Point annotation dataset records:

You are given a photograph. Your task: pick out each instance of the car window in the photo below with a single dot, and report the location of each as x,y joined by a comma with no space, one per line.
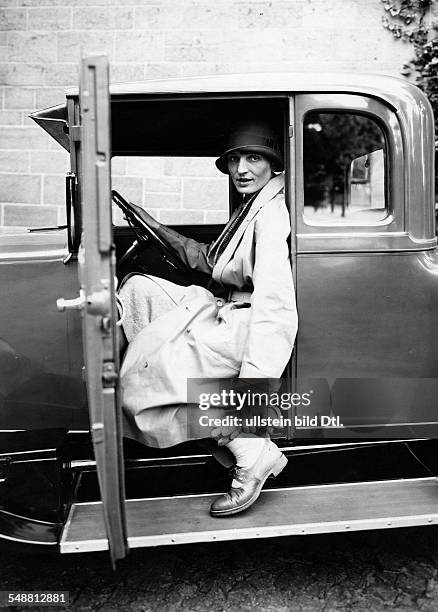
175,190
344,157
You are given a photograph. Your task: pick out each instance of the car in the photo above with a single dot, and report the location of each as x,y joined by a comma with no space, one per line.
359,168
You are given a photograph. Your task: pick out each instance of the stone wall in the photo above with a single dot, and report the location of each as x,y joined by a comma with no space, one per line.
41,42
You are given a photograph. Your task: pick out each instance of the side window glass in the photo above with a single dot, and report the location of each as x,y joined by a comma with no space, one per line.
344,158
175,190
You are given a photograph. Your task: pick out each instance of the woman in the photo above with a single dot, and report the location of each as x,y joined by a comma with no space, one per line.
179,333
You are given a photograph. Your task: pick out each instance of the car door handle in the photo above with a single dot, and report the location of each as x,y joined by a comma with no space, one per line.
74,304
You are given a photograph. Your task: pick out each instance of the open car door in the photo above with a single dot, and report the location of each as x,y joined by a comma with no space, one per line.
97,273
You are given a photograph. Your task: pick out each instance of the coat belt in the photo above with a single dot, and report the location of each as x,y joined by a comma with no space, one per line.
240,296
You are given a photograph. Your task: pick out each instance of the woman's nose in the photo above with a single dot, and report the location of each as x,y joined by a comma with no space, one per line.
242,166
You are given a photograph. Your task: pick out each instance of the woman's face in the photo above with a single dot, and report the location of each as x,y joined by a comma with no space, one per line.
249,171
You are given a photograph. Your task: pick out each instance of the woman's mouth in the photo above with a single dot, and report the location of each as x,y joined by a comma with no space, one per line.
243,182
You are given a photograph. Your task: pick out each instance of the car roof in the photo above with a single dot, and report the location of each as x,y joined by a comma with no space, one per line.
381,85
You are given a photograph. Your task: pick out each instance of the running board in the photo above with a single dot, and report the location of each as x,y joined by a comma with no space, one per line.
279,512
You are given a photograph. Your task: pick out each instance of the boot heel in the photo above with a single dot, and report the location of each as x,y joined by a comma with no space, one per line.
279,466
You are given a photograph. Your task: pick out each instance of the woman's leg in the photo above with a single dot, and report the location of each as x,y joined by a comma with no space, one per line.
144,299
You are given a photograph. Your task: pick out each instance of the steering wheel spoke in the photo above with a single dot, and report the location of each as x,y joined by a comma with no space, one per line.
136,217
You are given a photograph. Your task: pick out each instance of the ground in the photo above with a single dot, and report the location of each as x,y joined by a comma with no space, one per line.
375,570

==

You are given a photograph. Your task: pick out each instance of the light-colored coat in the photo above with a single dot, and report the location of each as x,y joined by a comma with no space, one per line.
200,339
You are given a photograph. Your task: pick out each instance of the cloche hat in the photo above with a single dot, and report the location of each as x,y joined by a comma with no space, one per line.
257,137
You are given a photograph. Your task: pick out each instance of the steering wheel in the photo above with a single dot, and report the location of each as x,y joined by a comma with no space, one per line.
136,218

- [DIRECTION]: Count the lines in the rows above that contain the string "coat" and reply with that number alone.

- [ANSWER TO THE EXERCISE]: 2